### TÂCHES
A. Répondez à ces questions sur le texte consacré à Somerset Maugham :
(i) Qui a fait retrouver ce livre au fin fond de la bibliothèque ?
(ii) À quel âge Maugham fut-il bègue ?
(iii) Quels pays européens le texte cite-t-il ?
B. Reproduisez sans rien changer le passage du texte consacré à Somerset Maugham, en commençant aux mots "Peut-on encore lire" et en vous arrêtant après "veut nous dire.".

### TEXTE FOURNI

Peut-on encore lire aujourd’hui Somerset Maugham ? Aria répondrait beaucoup mieux que moi à cette question, elle qui m’a fait retrouver au fin fond de ma bibliothèque ce livre oublié. En le refermant, la réponse est évidemment oui. Maugham qui fut bègue à 10 ans est un conteur né et ces nouvelles procurent un immense plaisir de lecture. D’autant plus que l’auteur a composé ce recueil comme on compose un bouquet avec une partie sur les îles ou les colonies, une autre sur quelques pays européens, la France ou l’Espagne, une autre encore qui rassemble des récits tragiques quand d’autres sont hautement comiques, les nouvelles longues suivies de plus courtes. Maugham veille au confort de ses lectrices et lecteurs et crée ainsi un effet de loupe qui fait mieux ressortir encore ce qu’il veut nous dire.

### DONNÉES ENREGISTRÉES
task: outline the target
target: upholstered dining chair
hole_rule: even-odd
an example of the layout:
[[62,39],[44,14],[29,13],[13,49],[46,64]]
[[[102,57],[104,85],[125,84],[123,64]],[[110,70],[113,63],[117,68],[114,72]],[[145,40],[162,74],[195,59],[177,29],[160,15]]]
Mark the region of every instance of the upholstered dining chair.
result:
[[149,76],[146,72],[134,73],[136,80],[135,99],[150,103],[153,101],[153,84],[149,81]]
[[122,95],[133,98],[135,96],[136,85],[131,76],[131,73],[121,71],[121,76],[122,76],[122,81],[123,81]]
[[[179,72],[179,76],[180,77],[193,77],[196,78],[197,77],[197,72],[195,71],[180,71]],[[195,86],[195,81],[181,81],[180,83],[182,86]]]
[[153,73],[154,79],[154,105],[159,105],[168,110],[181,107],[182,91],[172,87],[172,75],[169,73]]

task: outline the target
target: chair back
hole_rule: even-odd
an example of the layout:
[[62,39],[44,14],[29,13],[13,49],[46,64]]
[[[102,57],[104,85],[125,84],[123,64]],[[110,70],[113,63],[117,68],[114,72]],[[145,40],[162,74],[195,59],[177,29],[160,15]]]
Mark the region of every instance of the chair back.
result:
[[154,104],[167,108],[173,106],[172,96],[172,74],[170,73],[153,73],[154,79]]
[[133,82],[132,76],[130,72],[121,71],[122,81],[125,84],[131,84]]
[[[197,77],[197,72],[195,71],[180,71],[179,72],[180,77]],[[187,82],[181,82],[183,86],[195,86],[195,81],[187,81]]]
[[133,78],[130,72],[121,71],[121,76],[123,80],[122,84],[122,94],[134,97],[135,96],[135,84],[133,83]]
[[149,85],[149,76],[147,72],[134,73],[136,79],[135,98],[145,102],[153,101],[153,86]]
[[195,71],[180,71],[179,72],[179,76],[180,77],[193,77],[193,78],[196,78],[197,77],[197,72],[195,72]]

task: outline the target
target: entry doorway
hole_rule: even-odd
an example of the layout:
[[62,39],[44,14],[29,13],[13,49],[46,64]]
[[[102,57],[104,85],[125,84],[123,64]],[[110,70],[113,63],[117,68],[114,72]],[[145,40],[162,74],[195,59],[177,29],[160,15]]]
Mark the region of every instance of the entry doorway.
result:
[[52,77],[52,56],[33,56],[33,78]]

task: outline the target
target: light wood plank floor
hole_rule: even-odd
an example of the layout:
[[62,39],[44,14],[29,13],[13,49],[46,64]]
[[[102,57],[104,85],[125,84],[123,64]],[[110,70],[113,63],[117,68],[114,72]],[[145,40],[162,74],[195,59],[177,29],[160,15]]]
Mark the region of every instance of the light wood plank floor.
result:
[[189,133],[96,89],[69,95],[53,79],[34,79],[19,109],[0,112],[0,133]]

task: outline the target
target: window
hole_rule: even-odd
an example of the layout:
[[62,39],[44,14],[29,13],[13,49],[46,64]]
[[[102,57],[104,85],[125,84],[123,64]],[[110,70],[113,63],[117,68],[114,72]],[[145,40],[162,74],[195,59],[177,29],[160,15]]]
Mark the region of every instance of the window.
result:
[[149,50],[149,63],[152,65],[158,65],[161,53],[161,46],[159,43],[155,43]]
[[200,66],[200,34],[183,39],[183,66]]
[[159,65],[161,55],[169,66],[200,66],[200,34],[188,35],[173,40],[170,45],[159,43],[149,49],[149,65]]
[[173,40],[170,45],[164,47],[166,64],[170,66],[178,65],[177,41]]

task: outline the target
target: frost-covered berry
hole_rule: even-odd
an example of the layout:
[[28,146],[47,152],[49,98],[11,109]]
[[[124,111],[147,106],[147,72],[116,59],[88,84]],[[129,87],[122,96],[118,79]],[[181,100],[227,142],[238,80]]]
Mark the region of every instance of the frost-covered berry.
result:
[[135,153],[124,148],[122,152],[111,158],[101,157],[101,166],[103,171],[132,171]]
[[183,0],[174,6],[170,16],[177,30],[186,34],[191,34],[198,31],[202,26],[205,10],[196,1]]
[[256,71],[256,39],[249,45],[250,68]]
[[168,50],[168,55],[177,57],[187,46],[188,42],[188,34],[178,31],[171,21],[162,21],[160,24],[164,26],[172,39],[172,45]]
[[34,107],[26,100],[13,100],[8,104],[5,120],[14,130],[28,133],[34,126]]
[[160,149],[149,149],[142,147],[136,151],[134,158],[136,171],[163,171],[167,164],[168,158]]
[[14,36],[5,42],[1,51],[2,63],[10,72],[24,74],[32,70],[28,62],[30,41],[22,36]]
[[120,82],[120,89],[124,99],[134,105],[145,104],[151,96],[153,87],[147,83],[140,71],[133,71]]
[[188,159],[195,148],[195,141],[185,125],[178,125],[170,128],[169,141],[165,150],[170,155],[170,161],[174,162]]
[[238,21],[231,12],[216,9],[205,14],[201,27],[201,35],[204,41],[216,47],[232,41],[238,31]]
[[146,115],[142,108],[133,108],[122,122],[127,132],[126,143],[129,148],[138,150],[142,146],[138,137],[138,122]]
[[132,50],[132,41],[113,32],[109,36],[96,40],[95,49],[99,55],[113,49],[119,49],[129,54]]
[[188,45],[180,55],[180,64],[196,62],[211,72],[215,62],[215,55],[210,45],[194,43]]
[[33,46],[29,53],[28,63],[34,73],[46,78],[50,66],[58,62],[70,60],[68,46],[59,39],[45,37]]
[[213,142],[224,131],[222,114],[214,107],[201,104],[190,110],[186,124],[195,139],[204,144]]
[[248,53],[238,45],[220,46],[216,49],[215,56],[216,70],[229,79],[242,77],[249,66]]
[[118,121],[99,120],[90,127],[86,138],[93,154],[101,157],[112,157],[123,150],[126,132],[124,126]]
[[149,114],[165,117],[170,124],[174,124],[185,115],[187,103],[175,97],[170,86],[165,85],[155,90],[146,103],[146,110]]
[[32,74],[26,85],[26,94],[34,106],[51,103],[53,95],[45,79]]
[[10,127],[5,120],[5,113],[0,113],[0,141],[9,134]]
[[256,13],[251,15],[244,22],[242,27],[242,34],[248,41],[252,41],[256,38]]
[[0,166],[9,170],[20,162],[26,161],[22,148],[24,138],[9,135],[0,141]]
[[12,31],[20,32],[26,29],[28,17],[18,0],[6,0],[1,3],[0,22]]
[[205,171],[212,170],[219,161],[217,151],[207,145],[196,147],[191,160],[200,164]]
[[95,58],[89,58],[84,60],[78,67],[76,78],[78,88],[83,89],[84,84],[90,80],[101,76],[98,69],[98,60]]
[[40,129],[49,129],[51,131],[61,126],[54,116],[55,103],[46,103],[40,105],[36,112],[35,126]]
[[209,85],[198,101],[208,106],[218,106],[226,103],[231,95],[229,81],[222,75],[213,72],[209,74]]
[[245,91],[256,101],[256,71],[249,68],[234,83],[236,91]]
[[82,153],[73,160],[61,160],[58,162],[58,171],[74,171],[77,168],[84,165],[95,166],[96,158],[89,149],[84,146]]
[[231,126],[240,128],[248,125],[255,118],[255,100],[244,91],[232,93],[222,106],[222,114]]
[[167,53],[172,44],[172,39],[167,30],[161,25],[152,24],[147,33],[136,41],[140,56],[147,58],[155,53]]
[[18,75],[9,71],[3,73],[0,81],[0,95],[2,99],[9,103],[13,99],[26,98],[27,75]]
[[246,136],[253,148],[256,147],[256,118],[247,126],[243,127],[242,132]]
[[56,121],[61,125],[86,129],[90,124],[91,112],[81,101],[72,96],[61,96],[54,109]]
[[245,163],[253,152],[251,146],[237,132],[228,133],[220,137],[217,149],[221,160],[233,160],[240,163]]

### RÉPONSES PAR TÂCHE
A.
(i) Aria.
(ii) À 10 ans.
(iii) La France et l'Espagne.

B.
Peut-on encore lire aujourd’hui Somerset Maugham ? Aria répondrait beaucoup mieux que moi à cette question, elle qui m’a fait retrouver au fin fond de ma bibliothèque ce livre oublié. En le refermant, la réponse est évidemment oui. Maugham qui fut bègue à 10 ans est un conteur né et ces nouvelles procurent un immense plaisir de lecture. D’autant plus que l’auteur a composé ce recueil comme on compose un bouquet avec une partie sur les îles ou les colonies, une autre sur quelques pays européens, la France ou l’Espagne, une autre encore qui rassemble des récits tragiques quand d’autres sont hautement comiques, les nouvelles longues suivies de plus courtes. Maugham veille au confort de ses lectrices et lecteurs et crée ainsi un effet de loupe qui fait mieux ressortir encore ce qu’il veut nous dire.